The exercise:
Please output the entries below from the line that contains "Would you be able to indicate the white paper in" through the final line, reproduced exactly and alone.

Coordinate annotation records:
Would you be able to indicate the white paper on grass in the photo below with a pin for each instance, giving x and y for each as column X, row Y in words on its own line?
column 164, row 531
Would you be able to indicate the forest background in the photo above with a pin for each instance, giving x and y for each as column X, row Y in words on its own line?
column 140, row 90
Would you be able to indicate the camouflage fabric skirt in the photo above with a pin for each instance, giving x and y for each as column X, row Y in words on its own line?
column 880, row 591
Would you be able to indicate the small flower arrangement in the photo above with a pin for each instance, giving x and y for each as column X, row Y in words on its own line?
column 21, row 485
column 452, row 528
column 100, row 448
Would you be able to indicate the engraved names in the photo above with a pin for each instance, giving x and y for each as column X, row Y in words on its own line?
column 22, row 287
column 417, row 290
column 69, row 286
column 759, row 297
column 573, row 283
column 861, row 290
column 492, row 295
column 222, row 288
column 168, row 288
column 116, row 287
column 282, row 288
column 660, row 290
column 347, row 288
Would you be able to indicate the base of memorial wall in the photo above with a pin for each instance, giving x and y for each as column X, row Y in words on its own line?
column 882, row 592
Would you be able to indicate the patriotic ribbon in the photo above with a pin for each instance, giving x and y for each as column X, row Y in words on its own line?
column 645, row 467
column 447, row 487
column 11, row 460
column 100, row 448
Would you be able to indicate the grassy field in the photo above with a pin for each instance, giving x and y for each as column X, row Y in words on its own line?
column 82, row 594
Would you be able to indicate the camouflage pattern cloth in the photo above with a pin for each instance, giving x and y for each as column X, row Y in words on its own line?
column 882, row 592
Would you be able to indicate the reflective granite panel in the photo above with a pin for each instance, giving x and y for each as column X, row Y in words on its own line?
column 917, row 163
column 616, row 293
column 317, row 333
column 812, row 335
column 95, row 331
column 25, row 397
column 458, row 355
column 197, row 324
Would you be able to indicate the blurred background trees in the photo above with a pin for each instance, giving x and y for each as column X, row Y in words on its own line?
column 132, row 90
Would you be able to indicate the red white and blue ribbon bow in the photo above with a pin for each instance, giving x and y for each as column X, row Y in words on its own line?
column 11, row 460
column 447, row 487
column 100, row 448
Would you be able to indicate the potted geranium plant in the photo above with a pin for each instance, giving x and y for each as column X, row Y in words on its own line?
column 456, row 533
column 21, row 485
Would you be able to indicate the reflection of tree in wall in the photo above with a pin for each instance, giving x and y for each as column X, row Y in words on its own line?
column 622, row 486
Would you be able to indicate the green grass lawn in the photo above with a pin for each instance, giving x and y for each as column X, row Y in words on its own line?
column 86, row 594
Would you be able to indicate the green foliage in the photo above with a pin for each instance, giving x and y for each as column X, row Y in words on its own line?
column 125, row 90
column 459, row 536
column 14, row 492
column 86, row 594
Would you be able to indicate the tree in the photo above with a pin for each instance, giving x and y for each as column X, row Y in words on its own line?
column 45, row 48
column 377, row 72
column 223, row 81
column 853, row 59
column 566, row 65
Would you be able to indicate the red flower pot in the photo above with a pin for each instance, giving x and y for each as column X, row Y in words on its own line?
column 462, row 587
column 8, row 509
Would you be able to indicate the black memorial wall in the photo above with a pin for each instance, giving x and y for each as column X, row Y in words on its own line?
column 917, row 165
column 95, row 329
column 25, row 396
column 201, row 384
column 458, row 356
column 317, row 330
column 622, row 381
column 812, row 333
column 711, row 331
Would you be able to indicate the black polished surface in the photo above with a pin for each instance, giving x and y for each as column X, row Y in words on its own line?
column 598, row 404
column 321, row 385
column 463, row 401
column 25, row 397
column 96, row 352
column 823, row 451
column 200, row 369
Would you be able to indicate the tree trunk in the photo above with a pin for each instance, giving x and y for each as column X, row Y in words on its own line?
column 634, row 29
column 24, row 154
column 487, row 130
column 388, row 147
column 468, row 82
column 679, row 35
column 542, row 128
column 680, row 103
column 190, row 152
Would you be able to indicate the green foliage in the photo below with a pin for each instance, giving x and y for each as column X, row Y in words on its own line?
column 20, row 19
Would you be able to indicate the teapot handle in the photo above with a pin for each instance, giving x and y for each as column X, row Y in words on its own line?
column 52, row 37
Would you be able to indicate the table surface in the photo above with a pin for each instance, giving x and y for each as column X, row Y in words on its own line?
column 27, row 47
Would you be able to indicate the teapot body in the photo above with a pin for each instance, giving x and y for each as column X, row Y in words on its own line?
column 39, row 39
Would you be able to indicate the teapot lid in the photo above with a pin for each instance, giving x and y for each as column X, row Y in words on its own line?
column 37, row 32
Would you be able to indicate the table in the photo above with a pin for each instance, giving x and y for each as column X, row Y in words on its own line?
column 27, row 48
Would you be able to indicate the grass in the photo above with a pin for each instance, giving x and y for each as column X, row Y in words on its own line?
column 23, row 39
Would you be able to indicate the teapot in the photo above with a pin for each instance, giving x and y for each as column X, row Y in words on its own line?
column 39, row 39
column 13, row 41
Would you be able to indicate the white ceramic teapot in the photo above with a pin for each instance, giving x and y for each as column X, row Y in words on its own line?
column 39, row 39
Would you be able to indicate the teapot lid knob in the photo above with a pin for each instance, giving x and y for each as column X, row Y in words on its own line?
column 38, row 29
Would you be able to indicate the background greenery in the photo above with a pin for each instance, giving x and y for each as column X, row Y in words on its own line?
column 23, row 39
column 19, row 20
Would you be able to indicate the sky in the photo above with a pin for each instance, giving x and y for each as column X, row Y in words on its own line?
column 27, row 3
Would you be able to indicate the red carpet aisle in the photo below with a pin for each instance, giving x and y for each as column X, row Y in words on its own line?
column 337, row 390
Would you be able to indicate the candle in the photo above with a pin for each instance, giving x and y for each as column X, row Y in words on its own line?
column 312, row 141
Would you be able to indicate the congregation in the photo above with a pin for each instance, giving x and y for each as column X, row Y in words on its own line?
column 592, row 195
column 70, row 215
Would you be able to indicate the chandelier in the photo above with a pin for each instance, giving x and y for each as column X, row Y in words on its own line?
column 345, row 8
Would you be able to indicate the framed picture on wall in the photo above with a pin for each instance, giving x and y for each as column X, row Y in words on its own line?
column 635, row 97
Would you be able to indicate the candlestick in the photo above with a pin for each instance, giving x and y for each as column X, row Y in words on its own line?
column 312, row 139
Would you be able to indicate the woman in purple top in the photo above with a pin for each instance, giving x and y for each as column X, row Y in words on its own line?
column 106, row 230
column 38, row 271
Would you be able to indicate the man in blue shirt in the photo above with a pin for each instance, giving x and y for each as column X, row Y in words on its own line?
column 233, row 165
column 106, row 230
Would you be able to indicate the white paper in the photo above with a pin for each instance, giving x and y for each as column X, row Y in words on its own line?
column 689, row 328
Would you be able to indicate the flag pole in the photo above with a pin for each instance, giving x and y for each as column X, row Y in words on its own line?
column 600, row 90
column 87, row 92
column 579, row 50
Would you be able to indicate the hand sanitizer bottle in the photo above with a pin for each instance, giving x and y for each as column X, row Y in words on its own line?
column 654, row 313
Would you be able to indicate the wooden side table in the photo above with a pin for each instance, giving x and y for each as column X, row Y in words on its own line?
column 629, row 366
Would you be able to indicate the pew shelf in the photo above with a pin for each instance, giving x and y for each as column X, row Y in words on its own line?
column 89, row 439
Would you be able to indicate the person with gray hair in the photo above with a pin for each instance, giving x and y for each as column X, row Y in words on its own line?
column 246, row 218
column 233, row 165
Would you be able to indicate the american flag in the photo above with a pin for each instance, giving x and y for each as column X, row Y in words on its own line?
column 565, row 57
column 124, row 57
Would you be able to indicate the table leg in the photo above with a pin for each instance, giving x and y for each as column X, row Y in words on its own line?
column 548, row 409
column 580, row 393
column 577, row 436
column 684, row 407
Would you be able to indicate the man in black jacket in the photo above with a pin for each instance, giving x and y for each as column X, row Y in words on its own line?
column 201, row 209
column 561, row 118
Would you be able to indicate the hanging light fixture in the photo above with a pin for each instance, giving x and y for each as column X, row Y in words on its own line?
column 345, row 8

Response to this exercise:
Would you be able to indicate the white paper in the photo above with a pin for each instance, giving x and y for each as column X, row Y in words on its own line?
column 689, row 328
Would you be able to indicate the flag pole in the photo above with a pin for each instance, giving x and y for each as column X, row Y in words on its own line?
column 600, row 90
column 87, row 92
column 579, row 50
Would you be able to indicate the hand sanitizer bottle in the photo above with a pin for each instance, giving x and y for each as column X, row Y in words on its own line?
column 654, row 313
Would you be able to indicate the wooden side table in the photo above with a pin for each instance, giving x and y for each as column X, row Y in words on its own line?
column 629, row 366
Would you be able to indicate the pew shelf in the photo above with a pin for each instance, giving x and y for each as column X, row Y in words on its own line?
column 89, row 439
Would you be able to indicate the person with gray hair in the photo above with a pin for each instance, giving x and y for each as column X, row Y in words on its own line?
column 246, row 218
column 233, row 165
Would you be able to indicate the american flag in the photo above with a pin for each instance, giving x and y for each as column X, row Y in words on its own line?
column 565, row 57
column 124, row 57
Would you be able to indicate the table leg in the photo above with a pin for each instance, giving x and y for each as column X, row Y in words on its own line?
column 548, row 409
column 580, row 393
column 577, row 436
column 684, row 407
Would you be able to indicate the man in black jacket in the photo above with a pin for each instance, giving x and y for each as column X, row Y in words on its own line?
column 201, row 209
column 561, row 118
Would you be able to indicate the hanging light fixture in the photo above with a pin for each instance, giving x and y for each as column X, row Y in words on its own line?
column 345, row 8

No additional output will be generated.